▶ _RECORD LIST_

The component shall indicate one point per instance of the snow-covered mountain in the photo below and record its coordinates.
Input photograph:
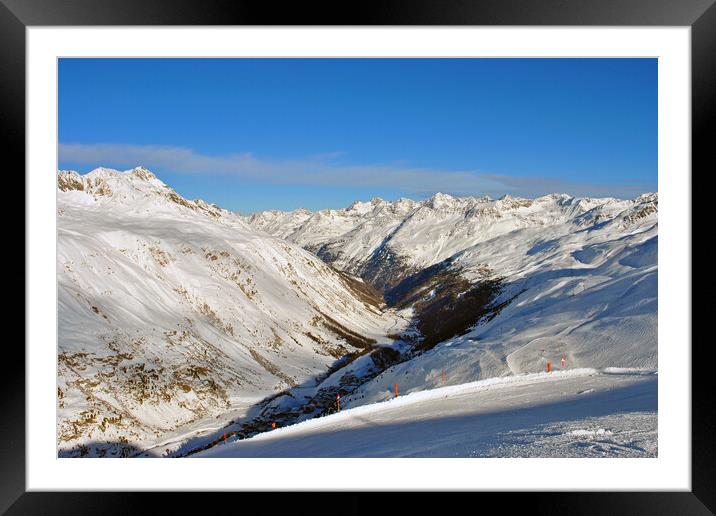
(498, 287)
(175, 312)
(181, 322)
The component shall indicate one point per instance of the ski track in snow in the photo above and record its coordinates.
(534, 415)
(176, 317)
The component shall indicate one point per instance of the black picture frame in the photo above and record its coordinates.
(17, 15)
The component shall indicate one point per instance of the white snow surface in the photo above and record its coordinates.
(176, 317)
(532, 415)
(174, 312)
(582, 272)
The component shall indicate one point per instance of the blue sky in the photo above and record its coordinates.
(254, 134)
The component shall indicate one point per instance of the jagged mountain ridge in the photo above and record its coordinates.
(574, 276)
(173, 312)
(384, 242)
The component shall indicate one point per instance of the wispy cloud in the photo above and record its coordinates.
(325, 170)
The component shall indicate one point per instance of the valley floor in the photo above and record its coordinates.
(573, 413)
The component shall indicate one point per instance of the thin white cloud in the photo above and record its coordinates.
(325, 171)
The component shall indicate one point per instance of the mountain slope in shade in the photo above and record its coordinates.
(384, 242)
(572, 277)
(174, 312)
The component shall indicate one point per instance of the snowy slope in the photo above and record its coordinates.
(408, 236)
(175, 312)
(578, 413)
(580, 276)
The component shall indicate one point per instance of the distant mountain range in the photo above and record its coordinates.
(173, 313)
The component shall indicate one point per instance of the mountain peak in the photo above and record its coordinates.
(440, 200)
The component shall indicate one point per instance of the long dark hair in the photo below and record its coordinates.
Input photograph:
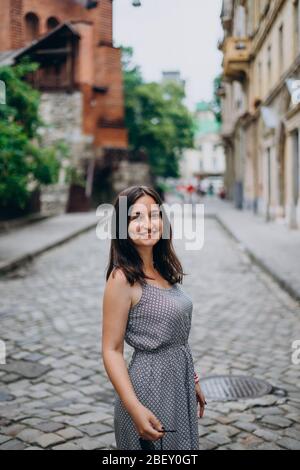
(123, 253)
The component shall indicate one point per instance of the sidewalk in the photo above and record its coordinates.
(24, 243)
(274, 246)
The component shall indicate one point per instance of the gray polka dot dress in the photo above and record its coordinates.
(161, 369)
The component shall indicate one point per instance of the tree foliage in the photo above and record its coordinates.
(157, 119)
(24, 161)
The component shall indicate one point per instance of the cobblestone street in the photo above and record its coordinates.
(54, 392)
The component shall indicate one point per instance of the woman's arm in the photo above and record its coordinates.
(116, 304)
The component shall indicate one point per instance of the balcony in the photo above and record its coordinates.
(236, 58)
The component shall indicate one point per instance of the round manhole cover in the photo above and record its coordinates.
(233, 387)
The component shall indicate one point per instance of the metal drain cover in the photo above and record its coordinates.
(27, 369)
(233, 387)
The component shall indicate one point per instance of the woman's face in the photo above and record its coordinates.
(145, 223)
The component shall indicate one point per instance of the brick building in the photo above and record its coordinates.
(80, 78)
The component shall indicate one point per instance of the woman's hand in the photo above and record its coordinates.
(146, 423)
(200, 399)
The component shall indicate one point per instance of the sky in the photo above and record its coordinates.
(173, 35)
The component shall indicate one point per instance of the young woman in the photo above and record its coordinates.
(160, 387)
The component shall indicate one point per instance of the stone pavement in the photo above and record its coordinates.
(54, 391)
(271, 244)
(21, 244)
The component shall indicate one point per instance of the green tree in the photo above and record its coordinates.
(157, 119)
(24, 162)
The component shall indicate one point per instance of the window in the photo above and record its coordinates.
(296, 26)
(269, 63)
(52, 22)
(281, 52)
(31, 27)
(296, 166)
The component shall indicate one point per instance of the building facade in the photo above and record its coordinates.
(260, 106)
(80, 79)
(207, 159)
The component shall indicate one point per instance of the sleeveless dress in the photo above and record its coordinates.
(161, 369)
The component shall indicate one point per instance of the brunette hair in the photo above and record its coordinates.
(123, 253)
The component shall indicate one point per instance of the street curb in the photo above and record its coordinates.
(267, 269)
(10, 266)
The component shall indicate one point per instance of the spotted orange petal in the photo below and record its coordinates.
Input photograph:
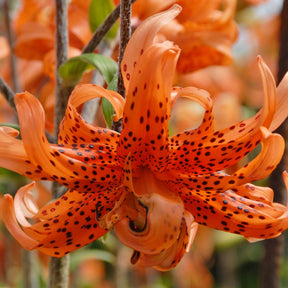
(258, 168)
(86, 167)
(34, 41)
(237, 214)
(73, 124)
(147, 109)
(230, 144)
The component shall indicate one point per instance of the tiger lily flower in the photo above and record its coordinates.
(152, 189)
(205, 30)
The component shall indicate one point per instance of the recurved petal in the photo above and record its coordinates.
(62, 226)
(237, 214)
(221, 149)
(75, 130)
(260, 167)
(163, 213)
(282, 104)
(13, 155)
(147, 109)
(169, 258)
(85, 167)
(142, 38)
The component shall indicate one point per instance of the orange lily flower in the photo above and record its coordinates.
(205, 30)
(152, 189)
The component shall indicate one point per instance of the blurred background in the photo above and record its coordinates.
(217, 259)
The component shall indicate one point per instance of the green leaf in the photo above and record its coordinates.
(15, 126)
(98, 11)
(71, 71)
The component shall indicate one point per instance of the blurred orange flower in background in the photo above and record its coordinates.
(152, 189)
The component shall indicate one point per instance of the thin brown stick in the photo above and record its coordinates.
(10, 37)
(59, 267)
(103, 29)
(274, 247)
(125, 34)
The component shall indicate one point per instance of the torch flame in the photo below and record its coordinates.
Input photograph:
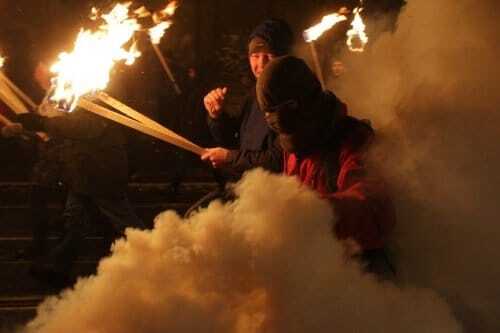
(166, 12)
(170, 9)
(87, 68)
(157, 32)
(327, 22)
(357, 33)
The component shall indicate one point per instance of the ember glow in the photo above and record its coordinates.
(157, 32)
(327, 22)
(162, 21)
(87, 68)
(168, 11)
(356, 36)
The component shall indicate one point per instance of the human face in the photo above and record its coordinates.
(258, 61)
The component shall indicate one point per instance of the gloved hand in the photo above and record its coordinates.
(11, 130)
(49, 110)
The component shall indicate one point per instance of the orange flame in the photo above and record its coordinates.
(170, 9)
(157, 32)
(327, 22)
(161, 18)
(357, 34)
(87, 68)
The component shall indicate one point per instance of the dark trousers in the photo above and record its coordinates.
(78, 214)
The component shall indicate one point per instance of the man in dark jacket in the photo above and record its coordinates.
(94, 169)
(247, 142)
(326, 150)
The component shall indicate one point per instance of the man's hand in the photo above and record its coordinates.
(11, 130)
(214, 101)
(216, 156)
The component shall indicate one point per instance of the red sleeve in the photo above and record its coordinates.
(364, 209)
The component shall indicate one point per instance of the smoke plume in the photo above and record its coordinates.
(266, 262)
(431, 89)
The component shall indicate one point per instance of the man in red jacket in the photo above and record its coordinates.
(326, 150)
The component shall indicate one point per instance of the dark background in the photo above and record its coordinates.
(208, 40)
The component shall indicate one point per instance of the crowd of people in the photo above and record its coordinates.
(287, 124)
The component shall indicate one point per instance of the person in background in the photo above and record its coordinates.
(92, 163)
(326, 149)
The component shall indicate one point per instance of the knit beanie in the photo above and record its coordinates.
(273, 35)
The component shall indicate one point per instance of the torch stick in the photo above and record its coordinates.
(18, 91)
(166, 68)
(317, 65)
(106, 113)
(11, 99)
(116, 104)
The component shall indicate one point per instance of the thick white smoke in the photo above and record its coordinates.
(432, 90)
(266, 262)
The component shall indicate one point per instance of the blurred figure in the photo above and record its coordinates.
(337, 72)
(91, 161)
(337, 68)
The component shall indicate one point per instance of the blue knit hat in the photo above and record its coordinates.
(272, 35)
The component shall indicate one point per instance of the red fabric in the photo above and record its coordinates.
(362, 206)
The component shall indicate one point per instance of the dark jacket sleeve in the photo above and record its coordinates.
(269, 158)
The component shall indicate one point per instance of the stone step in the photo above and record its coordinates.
(15, 221)
(15, 193)
(17, 280)
(15, 315)
(18, 248)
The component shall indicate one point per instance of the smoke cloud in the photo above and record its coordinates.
(266, 262)
(431, 89)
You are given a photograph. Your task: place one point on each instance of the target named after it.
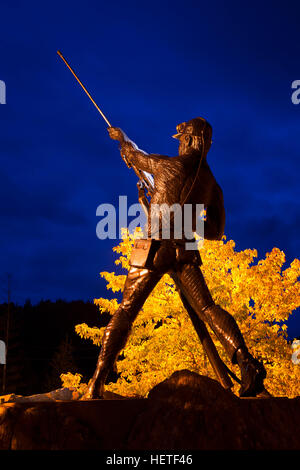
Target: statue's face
(184, 144)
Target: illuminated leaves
(260, 295)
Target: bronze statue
(185, 179)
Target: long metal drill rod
(81, 84)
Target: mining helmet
(196, 126)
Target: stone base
(185, 412)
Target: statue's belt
(144, 251)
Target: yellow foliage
(260, 296)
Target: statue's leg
(193, 285)
(139, 283)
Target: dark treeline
(42, 344)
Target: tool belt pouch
(143, 253)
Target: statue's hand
(116, 133)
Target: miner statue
(182, 180)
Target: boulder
(185, 412)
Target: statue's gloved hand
(126, 151)
(116, 133)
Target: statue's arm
(215, 216)
(133, 154)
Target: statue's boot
(114, 339)
(227, 331)
(253, 374)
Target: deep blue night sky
(150, 66)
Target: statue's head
(194, 135)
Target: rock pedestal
(186, 412)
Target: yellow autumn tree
(260, 296)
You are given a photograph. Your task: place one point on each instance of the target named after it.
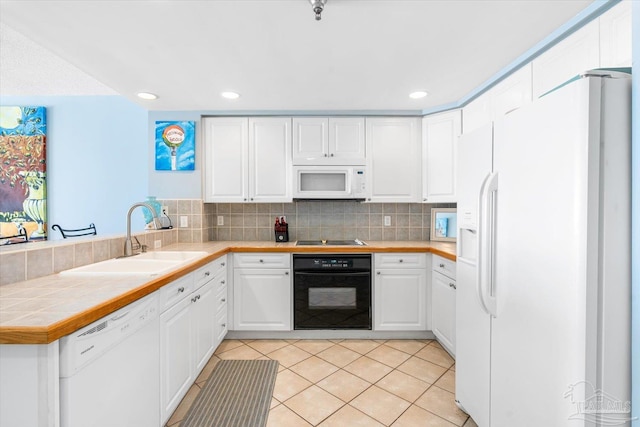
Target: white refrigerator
(543, 295)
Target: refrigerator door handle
(482, 255)
(491, 203)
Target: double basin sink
(144, 264)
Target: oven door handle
(324, 273)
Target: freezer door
(543, 346)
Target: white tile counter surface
(44, 309)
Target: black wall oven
(332, 291)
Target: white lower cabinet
(262, 294)
(443, 310)
(189, 330)
(400, 292)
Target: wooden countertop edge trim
(48, 334)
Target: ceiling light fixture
(230, 95)
(318, 7)
(418, 94)
(147, 95)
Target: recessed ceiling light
(147, 95)
(418, 94)
(230, 95)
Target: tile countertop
(41, 310)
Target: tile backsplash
(320, 220)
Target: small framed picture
(175, 145)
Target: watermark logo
(597, 406)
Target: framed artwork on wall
(23, 169)
(175, 145)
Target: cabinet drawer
(262, 260)
(444, 266)
(175, 292)
(208, 272)
(400, 260)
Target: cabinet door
(310, 140)
(400, 300)
(270, 159)
(226, 145)
(203, 318)
(393, 159)
(346, 141)
(440, 134)
(262, 299)
(176, 374)
(443, 314)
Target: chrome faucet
(128, 246)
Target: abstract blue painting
(175, 145)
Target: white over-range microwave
(329, 182)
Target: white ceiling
(362, 56)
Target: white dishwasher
(109, 370)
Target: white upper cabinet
(270, 159)
(511, 93)
(247, 159)
(440, 134)
(328, 141)
(615, 36)
(577, 53)
(394, 159)
(226, 146)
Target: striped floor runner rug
(238, 394)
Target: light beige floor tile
(182, 409)
(408, 346)
(416, 416)
(227, 345)
(206, 371)
(380, 405)
(289, 355)
(314, 369)
(361, 346)
(281, 416)
(267, 346)
(288, 384)
(387, 355)
(368, 369)
(402, 385)
(344, 385)
(314, 346)
(422, 369)
(314, 404)
(442, 403)
(338, 355)
(435, 354)
(470, 423)
(447, 381)
(348, 416)
(244, 352)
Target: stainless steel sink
(354, 242)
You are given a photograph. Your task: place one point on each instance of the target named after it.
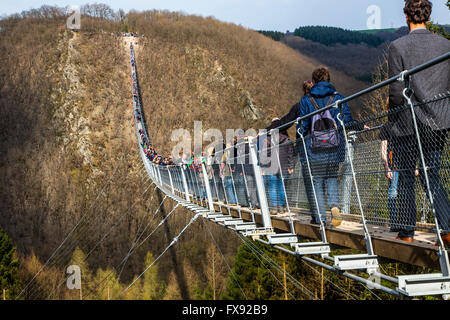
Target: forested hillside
(69, 166)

▶ _GIVEN PROBLEM_
Recast the entries from the line containing "Target: ceiling light fixture" through the end of the entries as a two-column CSV headed input,output, with one row per entry: its text under input and its answer under output, each in a single quoted field with line breaks replaced by spaces. Omit the pictures.

▶ _OUTPUT FOR THIS EXERCISE_
input,output
"Target: ceiling light fixture","(230, 95) (318, 7) (418, 94) (147, 95)"
"Target: recessed ceiling light","(147, 95) (418, 94) (230, 95)"
"Target: tile countertop","(41, 310)"
"Target: tile backsplash","(320, 220)"
"Target: small framed picture","(175, 145)"
"Target: watermark logo","(597, 406)"
"Target: framed artwork on wall","(23, 169) (175, 145)"
"Target: cabinet drawer","(262, 260) (444, 266) (175, 292) (208, 272) (400, 260)"
"Target: cabinet door","(310, 140) (400, 300) (270, 159) (226, 145) (203, 318) (393, 159) (346, 141) (440, 134) (262, 299) (176, 374) (443, 314)"
"Target: chrome faucet","(128, 246)"
"Target: abstract blue painting","(175, 145)"
"Target: white over-range microwave","(329, 182)"
"Target: white ceiling","(362, 56)"
"Target: white dishwasher","(109, 370)"
"Target: white upper cabinet","(270, 159) (511, 93) (247, 159) (440, 134) (328, 141) (615, 36) (577, 53) (394, 159) (226, 146)"
"Target: striped floor runner rug","(238, 394)"
"Target: light beige floor tile","(182, 409) (408, 346) (416, 416) (227, 345) (206, 371) (380, 405) (289, 355) (314, 369) (361, 346) (281, 416) (267, 346) (288, 384) (387, 355) (368, 369) (402, 385) (344, 385) (314, 346) (422, 369) (314, 404) (442, 403) (338, 355) (435, 354) (470, 423) (447, 381) (348, 416) (244, 352)"
"Target: stainless steel sink","(354, 242)"
"You are given a photograph. Your task: place one point on each instance of the target named after it. Target: forested hillside","(69, 166)"